Dataset records:
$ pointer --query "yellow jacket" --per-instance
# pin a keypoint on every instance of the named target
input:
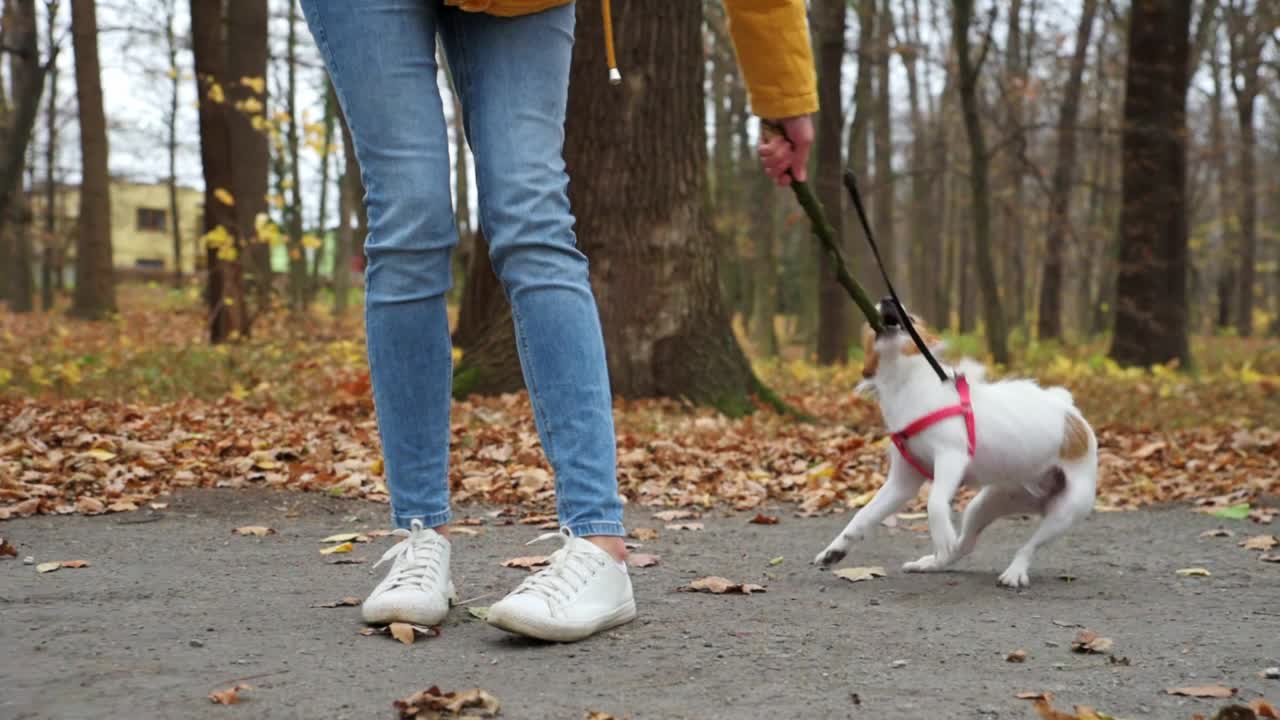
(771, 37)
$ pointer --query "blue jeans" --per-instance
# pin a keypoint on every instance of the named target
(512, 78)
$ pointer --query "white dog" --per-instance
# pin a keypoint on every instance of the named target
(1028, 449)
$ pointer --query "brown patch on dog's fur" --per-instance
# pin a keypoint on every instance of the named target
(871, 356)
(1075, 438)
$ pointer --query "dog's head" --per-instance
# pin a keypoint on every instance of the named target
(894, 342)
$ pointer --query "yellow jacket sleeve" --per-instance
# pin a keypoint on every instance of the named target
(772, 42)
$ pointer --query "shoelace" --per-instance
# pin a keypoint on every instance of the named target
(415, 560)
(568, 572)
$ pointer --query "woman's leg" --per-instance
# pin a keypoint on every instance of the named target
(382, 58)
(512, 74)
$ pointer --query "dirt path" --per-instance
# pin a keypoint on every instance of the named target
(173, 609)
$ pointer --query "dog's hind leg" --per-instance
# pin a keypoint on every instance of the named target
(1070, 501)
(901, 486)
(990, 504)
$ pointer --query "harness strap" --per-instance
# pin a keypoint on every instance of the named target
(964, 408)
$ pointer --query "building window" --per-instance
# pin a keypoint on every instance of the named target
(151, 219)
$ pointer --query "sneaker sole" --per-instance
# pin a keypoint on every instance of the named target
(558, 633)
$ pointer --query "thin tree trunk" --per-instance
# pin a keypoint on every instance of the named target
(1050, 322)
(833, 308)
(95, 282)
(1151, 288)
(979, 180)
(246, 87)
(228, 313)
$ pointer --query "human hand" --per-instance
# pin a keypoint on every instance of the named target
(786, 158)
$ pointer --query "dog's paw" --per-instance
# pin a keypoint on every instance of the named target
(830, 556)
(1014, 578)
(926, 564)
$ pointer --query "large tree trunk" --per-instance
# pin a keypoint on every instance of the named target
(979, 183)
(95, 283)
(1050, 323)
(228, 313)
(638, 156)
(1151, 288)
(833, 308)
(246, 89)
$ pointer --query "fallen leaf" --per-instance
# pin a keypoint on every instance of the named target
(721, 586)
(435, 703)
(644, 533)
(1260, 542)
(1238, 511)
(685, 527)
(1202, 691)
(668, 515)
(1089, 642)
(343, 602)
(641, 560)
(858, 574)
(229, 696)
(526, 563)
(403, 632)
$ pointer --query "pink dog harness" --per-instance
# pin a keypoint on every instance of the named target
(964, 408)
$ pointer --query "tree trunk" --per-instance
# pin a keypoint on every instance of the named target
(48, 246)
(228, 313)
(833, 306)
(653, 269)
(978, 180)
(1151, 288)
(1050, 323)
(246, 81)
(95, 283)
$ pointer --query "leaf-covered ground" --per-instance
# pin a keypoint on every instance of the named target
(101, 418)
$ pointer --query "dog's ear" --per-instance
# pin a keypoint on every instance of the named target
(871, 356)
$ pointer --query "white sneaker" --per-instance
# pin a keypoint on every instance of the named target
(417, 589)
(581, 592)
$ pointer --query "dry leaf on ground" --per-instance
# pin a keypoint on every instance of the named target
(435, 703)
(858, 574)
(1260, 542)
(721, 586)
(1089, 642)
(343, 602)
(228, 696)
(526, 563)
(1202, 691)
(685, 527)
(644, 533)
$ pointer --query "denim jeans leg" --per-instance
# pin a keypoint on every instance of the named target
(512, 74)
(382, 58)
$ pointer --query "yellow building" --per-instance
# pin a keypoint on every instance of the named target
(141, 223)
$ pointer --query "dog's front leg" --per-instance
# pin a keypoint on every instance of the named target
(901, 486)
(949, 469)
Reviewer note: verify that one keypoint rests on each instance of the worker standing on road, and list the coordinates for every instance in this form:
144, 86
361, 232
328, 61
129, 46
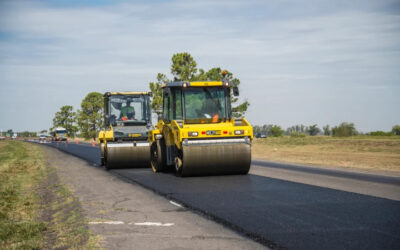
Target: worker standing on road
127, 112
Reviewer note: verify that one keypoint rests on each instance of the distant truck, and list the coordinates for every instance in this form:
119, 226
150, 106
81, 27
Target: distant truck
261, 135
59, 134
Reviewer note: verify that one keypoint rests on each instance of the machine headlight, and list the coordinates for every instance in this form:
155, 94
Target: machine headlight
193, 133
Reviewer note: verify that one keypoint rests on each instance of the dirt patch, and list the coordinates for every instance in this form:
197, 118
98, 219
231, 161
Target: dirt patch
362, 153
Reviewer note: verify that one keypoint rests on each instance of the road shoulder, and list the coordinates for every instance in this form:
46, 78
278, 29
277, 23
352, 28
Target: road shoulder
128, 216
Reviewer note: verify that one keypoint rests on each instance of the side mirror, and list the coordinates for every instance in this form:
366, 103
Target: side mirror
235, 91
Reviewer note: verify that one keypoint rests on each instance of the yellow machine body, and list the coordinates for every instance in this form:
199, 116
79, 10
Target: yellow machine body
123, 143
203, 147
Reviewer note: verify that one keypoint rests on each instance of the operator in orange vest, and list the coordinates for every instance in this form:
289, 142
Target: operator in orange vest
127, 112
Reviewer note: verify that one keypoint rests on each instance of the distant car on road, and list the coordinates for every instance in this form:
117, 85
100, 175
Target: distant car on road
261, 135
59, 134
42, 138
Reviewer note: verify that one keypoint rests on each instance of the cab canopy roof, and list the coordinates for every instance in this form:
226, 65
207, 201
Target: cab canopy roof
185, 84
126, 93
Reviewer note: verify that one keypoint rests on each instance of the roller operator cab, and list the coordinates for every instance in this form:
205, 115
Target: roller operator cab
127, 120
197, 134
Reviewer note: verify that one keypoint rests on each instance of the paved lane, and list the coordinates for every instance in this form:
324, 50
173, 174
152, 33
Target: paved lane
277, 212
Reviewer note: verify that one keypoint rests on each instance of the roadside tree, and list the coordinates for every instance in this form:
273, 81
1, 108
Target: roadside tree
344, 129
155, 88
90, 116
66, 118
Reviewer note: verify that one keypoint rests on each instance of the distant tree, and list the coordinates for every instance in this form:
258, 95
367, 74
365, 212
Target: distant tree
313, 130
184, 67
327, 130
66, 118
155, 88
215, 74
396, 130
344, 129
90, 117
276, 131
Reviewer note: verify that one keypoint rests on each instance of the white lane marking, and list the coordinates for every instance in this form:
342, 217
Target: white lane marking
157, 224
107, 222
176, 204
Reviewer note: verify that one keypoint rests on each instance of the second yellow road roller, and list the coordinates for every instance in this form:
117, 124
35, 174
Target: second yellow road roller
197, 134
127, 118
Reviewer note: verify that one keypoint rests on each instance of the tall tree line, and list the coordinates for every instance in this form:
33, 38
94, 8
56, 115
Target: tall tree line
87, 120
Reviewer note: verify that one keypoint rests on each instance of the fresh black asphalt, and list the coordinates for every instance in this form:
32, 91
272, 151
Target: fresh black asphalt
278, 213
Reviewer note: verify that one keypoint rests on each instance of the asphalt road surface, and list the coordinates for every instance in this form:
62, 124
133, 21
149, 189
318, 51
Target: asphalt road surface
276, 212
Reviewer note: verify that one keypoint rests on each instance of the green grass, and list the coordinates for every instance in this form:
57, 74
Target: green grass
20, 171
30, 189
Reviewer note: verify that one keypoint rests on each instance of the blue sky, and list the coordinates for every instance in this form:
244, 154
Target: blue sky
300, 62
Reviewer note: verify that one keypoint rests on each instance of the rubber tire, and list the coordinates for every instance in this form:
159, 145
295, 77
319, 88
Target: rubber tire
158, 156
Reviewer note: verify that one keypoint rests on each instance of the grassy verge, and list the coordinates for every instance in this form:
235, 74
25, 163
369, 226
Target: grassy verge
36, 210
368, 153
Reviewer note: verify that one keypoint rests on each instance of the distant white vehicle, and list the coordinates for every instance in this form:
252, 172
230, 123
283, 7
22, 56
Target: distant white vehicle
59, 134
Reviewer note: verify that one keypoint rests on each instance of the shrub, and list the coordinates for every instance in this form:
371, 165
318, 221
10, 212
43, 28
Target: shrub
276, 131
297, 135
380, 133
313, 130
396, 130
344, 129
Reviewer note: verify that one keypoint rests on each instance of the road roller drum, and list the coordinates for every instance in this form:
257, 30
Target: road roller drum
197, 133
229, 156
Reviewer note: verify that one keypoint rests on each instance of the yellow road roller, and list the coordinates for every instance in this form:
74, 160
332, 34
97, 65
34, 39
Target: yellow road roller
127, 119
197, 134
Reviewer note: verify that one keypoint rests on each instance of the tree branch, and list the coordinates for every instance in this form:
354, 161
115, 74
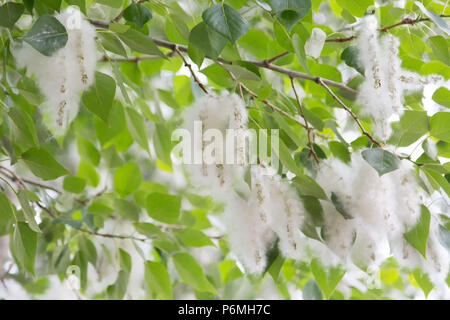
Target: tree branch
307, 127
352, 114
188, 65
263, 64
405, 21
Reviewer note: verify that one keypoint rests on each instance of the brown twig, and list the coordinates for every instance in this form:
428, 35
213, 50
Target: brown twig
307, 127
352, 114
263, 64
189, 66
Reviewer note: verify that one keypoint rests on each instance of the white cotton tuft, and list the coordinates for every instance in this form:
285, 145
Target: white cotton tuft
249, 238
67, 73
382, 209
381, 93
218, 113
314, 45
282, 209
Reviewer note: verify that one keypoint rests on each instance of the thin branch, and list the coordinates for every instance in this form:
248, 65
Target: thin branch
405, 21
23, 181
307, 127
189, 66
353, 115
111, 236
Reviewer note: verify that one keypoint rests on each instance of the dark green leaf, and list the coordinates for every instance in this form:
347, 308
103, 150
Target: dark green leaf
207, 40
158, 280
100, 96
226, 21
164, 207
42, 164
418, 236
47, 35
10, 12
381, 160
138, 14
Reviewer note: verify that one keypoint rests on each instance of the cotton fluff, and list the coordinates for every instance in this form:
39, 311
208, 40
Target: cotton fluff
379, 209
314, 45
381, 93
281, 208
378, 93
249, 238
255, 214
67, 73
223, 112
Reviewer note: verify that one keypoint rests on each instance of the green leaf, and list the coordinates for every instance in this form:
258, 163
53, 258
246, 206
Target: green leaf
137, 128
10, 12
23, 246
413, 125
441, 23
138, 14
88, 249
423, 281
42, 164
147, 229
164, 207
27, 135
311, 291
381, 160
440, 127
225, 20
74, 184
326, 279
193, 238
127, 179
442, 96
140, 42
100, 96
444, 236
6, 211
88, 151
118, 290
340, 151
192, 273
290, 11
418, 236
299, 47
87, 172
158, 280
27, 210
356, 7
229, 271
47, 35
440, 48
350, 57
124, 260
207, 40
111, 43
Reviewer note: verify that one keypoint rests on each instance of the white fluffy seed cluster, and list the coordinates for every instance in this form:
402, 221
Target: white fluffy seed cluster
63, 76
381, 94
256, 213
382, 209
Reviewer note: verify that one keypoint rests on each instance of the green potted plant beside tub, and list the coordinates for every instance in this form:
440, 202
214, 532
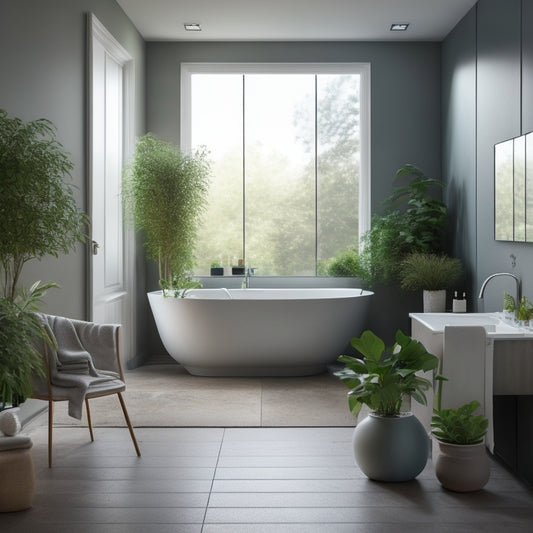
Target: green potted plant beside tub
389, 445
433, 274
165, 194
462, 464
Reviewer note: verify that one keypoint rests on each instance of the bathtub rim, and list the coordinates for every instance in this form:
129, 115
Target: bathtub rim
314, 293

▶ Exercise task
Retype without changes the part of the records that opens at their first line and closes with the line containing "(1028, 449)", both ends included. Leave the pictures out of your answer.

▶ Reply to the task
$ pointer --query "yellow jacket" --per-instance
# pin a keypoint on every instance of the named target
input:
(771, 37)
$ pointer --query "blue jeans" --per-instance
# pin a keypoint on every instance of the named target
(512, 78)
$ pointer --query "white dog" --per-instance
# pin a keypoint on every instance of the named target
(1028, 449)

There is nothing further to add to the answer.